Objective>
Pick out each line in the records below that contains the word "cloud" and copy those lines in full.

________________________

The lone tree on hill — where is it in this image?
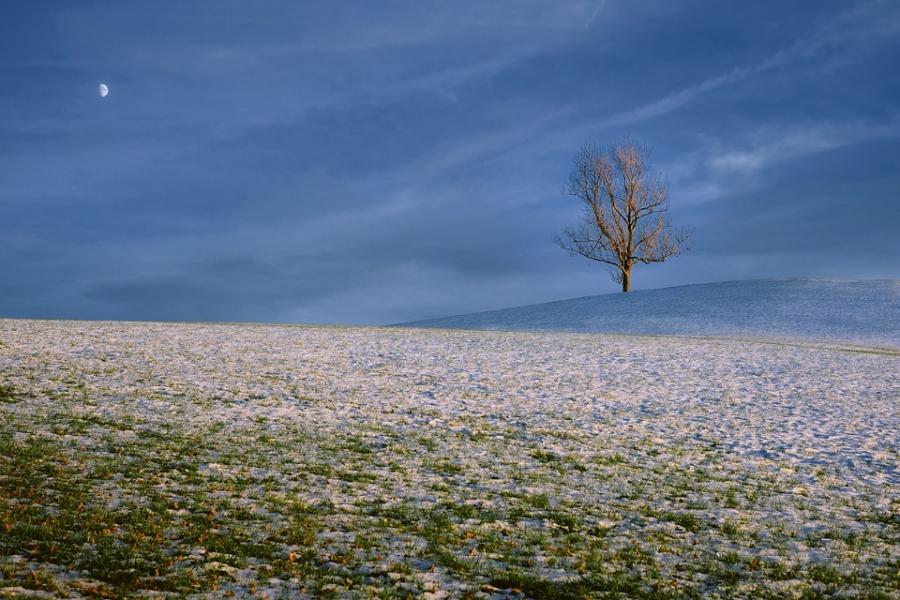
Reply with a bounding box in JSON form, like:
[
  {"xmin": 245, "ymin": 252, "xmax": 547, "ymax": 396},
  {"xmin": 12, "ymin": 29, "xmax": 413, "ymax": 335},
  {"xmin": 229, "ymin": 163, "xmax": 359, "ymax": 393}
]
[{"xmin": 554, "ymin": 138, "xmax": 692, "ymax": 292}]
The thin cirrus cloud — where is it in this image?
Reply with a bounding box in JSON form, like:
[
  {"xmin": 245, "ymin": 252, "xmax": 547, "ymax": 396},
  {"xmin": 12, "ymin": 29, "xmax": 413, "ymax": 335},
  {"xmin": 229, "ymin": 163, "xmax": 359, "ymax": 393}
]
[{"xmin": 0, "ymin": 0, "xmax": 900, "ymax": 323}]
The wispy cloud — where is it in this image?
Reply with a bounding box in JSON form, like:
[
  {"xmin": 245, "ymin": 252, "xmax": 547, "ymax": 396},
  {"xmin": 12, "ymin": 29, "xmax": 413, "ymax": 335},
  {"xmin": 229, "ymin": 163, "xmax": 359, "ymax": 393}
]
[{"xmin": 590, "ymin": 0, "xmax": 900, "ymax": 129}]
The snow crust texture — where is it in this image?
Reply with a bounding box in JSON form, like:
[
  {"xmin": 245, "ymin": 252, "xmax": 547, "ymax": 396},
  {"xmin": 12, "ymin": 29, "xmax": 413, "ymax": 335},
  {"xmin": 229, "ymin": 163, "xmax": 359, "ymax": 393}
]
[
  {"xmin": 0, "ymin": 322, "xmax": 900, "ymax": 599},
  {"xmin": 404, "ymin": 279, "xmax": 900, "ymax": 349}
]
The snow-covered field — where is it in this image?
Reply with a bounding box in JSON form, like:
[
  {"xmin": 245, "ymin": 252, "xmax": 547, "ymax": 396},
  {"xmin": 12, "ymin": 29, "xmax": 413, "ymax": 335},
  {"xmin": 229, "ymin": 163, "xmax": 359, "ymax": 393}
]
[
  {"xmin": 400, "ymin": 279, "xmax": 900, "ymax": 350},
  {"xmin": 0, "ymin": 320, "xmax": 900, "ymax": 598}
]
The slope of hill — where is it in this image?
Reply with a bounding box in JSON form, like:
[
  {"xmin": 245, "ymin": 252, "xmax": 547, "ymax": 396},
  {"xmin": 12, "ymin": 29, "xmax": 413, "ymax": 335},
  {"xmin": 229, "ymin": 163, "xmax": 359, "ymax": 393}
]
[{"xmin": 400, "ymin": 279, "xmax": 900, "ymax": 348}]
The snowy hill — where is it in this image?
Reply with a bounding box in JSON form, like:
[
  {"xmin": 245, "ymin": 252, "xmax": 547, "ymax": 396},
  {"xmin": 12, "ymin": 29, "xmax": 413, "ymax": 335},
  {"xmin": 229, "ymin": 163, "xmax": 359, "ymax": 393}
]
[{"xmin": 401, "ymin": 279, "xmax": 900, "ymax": 349}]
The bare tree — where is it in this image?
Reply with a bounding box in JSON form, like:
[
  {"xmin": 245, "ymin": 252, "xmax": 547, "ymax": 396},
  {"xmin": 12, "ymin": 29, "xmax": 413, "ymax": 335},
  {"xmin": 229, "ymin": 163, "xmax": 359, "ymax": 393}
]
[{"xmin": 554, "ymin": 138, "xmax": 692, "ymax": 292}]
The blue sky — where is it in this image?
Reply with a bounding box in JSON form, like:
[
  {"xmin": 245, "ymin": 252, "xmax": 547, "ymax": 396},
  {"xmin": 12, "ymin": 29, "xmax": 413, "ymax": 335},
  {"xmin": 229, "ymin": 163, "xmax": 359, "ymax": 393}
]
[{"xmin": 0, "ymin": 0, "xmax": 900, "ymax": 324}]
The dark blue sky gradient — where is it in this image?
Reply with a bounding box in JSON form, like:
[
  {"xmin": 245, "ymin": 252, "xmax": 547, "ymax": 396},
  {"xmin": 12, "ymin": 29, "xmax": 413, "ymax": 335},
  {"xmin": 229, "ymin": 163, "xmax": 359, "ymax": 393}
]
[{"xmin": 0, "ymin": 0, "xmax": 900, "ymax": 324}]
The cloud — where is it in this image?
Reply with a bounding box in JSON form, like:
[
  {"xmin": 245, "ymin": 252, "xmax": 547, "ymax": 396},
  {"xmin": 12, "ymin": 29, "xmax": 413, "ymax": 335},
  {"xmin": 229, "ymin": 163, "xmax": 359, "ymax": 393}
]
[{"xmin": 590, "ymin": 1, "xmax": 900, "ymax": 129}]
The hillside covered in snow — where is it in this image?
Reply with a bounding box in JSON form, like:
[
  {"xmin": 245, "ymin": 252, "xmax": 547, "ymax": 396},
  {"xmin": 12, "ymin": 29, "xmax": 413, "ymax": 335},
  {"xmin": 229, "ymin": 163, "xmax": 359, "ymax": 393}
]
[{"xmin": 402, "ymin": 279, "xmax": 900, "ymax": 349}]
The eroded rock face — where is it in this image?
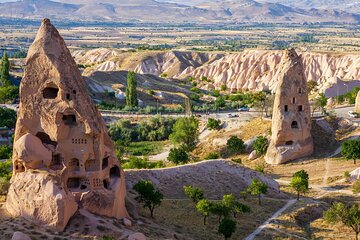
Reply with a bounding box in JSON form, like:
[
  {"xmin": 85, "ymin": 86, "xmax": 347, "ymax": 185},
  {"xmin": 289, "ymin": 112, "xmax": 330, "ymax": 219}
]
[
  {"xmin": 265, "ymin": 50, "xmax": 314, "ymax": 164},
  {"xmin": 355, "ymin": 91, "xmax": 360, "ymax": 113},
  {"xmin": 6, "ymin": 19, "xmax": 127, "ymax": 230}
]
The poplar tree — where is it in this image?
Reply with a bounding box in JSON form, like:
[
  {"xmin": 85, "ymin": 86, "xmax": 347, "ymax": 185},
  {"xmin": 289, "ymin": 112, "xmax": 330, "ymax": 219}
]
[
  {"xmin": 0, "ymin": 51, "xmax": 11, "ymax": 87},
  {"xmin": 126, "ymin": 72, "xmax": 139, "ymax": 108}
]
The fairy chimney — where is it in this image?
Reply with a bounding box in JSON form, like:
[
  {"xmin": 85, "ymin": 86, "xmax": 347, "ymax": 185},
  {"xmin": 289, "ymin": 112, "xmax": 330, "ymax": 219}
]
[
  {"xmin": 6, "ymin": 19, "xmax": 127, "ymax": 231},
  {"xmin": 265, "ymin": 49, "xmax": 314, "ymax": 164},
  {"xmin": 355, "ymin": 91, "xmax": 360, "ymax": 114}
]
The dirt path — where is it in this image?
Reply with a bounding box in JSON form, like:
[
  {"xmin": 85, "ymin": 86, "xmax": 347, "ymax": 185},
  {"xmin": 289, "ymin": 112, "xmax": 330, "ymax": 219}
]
[{"xmin": 245, "ymin": 199, "xmax": 297, "ymax": 240}]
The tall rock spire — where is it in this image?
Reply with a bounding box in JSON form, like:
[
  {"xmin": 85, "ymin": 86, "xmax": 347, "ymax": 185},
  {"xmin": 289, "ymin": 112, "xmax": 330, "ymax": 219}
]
[
  {"xmin": 265, "ymin": 49, "xmax": 314, "ymax": 164},
  {"xmin": 355, "ymin": 91, "xmax": 360, "ymax": 114},
  {"xmin": 6, "ymin": 19, "xmax": 127, "ymax": 230}
]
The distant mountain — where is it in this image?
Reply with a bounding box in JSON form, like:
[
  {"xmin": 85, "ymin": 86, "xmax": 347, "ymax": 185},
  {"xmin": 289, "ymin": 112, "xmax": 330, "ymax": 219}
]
[{"xmin": 0, "ymin": 0, "xmax": 360, "ymax": 23}]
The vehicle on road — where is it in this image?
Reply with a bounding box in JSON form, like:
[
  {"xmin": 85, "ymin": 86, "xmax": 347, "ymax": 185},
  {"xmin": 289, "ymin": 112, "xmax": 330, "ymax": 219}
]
[
  {"xmin": 239, "ymin": 106, "xmax": 250, "ymax": 112},
  {"xmin": 348, "ymin": 111, "xmax": 360, "ymax": 118}
]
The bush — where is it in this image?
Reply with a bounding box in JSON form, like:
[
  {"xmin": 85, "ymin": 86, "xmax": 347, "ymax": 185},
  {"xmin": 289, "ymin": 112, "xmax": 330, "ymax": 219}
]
[
  {"xmin": 0, "ymin": 107, "xmax": 16, "ymax": 128},
  {"xmin": 206, "ymin": 118, "xmax": 221, "ymax": 130},
  {"xmin": 226, "ymin": 136, "xmax": 245, "ymax": 153},
  {"xmin": 0, "ymin": 160, "xmax": 12, "ymax": 180},
  {"xmin": 205, "ymin": 152, "xmax": 220, "ymax": 160},
  {"xmin": 0, "ymin": 177, "xmax": 10, "ymax": 195},
  {"xmin": 122, "ymin": 157, "xmax": 165, "ymax": 169},
  {"xmin": 0, "ymin": 145, "xmax": 12, "ymax": 159},
  {"xmin": 168, "ymin": 147, "xmax": 189, "ymax": 165},
  {"xmin": 170, "ymin": 117, "xmax": 199, "ymax": 151},
  {"xmin": 253, "ymin": 136, "xmax": 268, "ymax": 155},
  {"xmin": 341, "ymin": 139, "xmax": 360, "ymax": 164}
]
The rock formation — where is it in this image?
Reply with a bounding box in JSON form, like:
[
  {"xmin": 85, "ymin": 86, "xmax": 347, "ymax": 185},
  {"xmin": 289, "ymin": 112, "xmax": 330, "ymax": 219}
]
[
  {"xmin": 73, "ymin": 48, "xmax": 360, "ymax": 93},
  {"xmin": 355, "ymin": 91, "xmax": 360, "ymax": 113},
  {"xmin": 265, "ymin": 50, "xmax": 314, "ymax": 164},
  {"xmin": 5, "ymin": 19, "xmax": 127, "ymax": 231}
]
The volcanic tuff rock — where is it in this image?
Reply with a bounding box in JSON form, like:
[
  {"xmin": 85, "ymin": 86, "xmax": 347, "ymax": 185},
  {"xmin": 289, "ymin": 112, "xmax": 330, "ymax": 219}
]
[
  {"xmin": 265, "ymin": 50, "xmax": 314, "ymax": 164},
  {"xmin": 73, "ymin": 49, "xmax": 360, "ymax": 91},
  {"xmin": 6, "ymin": 19, "xmax": 127, "ymax": 231},
  {"xmin": 355, "ymin": 91, "xmax": 360, "ymax": 113}
]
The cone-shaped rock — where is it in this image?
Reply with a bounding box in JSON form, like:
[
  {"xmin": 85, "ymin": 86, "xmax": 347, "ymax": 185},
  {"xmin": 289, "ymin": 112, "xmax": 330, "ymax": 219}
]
[
  {"xmin": 265, "ymin": 50, "xmax": 314, "ymax": 164},
  {"xmin": 6, "ymin": 19, "xmax": 127, "ymax": 230},
  {"xmin": 355, "ymin": 91, "xmax": 360, "ymax": 114}
]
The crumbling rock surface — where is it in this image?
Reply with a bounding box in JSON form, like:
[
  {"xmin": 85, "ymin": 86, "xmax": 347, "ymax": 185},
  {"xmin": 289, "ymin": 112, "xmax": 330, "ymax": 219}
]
[
  {"xmin": 265, "ymin": 50, "xmax": 314, "ymax": 164},
  {"xmin": 355, "ymin": 91, "xmax": 360, "ymax": 113},
  {"xmin": 6, "ymin": 19, "xmax": 127, "ymax": 231}
]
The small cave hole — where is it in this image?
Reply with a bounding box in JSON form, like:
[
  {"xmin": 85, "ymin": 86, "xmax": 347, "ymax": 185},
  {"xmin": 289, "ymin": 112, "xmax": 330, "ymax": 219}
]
[
  {"xmin": 102, "ymin": 157, "xmax": 109, "ymax": 170},
  {"xmin": 43, "ymin": 87, "xmax": 59, "ymax": 99},
  {"xmin": 36, "ymin": 132, "xmax": 57, "ymax": 147},
  {"xmin": 110, "ymin": 166, "xmax": 120, "ymax": 178},
  {"xmin": 291, "ymin": 121, "xmax": 299, "ymax": 128},
  {"xmin": 63, "ymin": 114, "xmax": 76, "ymax": 126}
]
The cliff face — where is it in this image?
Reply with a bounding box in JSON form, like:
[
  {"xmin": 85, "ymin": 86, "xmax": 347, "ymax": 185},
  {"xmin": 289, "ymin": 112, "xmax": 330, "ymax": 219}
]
[{"xmin": 73, "ymin": 49, "xmax": 360, "ymax": 91}]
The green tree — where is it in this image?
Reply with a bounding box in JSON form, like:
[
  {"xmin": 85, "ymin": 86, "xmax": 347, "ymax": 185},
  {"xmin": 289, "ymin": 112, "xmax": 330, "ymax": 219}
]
[
  {"xmin": 126, "ymin": 72, "xmax": 139, "ymax": 108},
  {"xmin": 247, "ymin": 178, "xmax": 268, "ymax": 205},
  {"xmin": 0, "ymin": 160, "xmax": 12, "ymax": 180},
  {"xmin": 352, "ymin": 179, "xmax": 360, "ymax": 194},
  {"xmin": 167, "ymin": 147, "xmax": 189, "ymax": 165},
  {"xmin": 210, "ymin": 202, "xmax": 231, "ymax": 223},
  {"xmin": 0, "ymin": 86, "xmax": 19, "ymax": 103},
  {"xmin": 341, "ymin": 139, "xmax": 360, "ymax": 164},
  {"xmin": 218, "ymin": 218, "xmax": 236, "ymax": 240},
  {"xmin": 170, "ymin": 117, "xmax": 199, "ymax": 151},
  {"xmin": 184, "ymin": 186, "xmax": 204, "ymax": 203},
  {"xmin": 324, "ymin": 202, "xmax": 360, "ymax": 240},
  {"xmin": 253, "ymin": 136, "xmax": 269, "ymax": 155},
  {"xmin": 0, "ymin": 51, "xmax": 11, "ymax": 87},
  {"xmin": 226, "ymin": 136, "xmax": 245, "ymax": 153},
  {"xmin": 290, "ymin": 176, "xmax": 308, "ymax": 200},
  {"xmin": 206, "ymin": 118, "xmax": 221, "ymax": 130},
  {"xmin": 196, "ymin": 199, "xmax": 211, "ymax": 225},
  {"xmin": 133, "ymin": 180, "xmax": 164, "ymax": 218}
]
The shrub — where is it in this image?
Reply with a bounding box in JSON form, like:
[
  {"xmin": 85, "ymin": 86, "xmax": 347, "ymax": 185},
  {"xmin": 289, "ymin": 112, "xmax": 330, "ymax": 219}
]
[
  {"xmin": 205, "ymin": 152, "xmax": 220, "ymax": 160},
  {"xmin": 253, "ymin": 136, "xmax": 268, "ymax": 155},
  {"xmin": 341, "ymin": 139, "xmax": 360, "ymax": 164},
  {"xmin": 206, "ymin": 118, "xmax": 221, "ymax": 130},
  {"xmin": 0, "ymin": 145, "xmax": 12, "ymax": 159},
  {"xmin": 0, "ymin": 177, "xmax": 10, "ymax": 195},
  {"xmin": 168, "ymin": 147, "xmax": 189, "ymax": 165},
  {"xmin": 133, "ymin": 180, "xmax": 164, "ymax": 218},
  {"xmin": 226, "ymin": 136, "xmax": 245, "ymax": 153}
]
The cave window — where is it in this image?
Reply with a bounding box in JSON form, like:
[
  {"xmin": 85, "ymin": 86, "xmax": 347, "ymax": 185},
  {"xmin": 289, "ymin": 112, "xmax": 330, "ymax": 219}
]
[
  {"xmin": 102, "ymin": 157, "xmax": 109, "ymax": 170},
  {"xmin": 63, "ymin": 114, "xmax": 76, "ymax": 126},
  {"xmin": 43, "ymin": 87, "xmax": 59, "ymax": 99},
  {"xmin": 110, "ymin": 166, "xmax": 120, "ymax": 178},
  {"xmin": 69, "ymin": 158, "xmax": 80, "ymax": 171},
  {"xmin": 66, "ymin": 178, "xmax": 80, "ymax": 189},
  {"xmin": 103, "ymin": 179, "xmax": 109, "ymax": 189},
  {"xmin": 85, "ymin": 159, "xmax": 99, "ymax": 172},
  {"xmin": 291, "ymin": 121, "xmax": 299, "ymax": 128},
  {"xmin": 36, "ymin": 132, "xmax": 57, "ymax": 147},
  {"xmin": 50, "ymin": 154, "xmax": 64, "ymax": 170}
]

________________________

The output>
The thin cirrus cloud — where is it in this image?
The wispy cloud — where is it in this image?
The cloud — where is it in this image?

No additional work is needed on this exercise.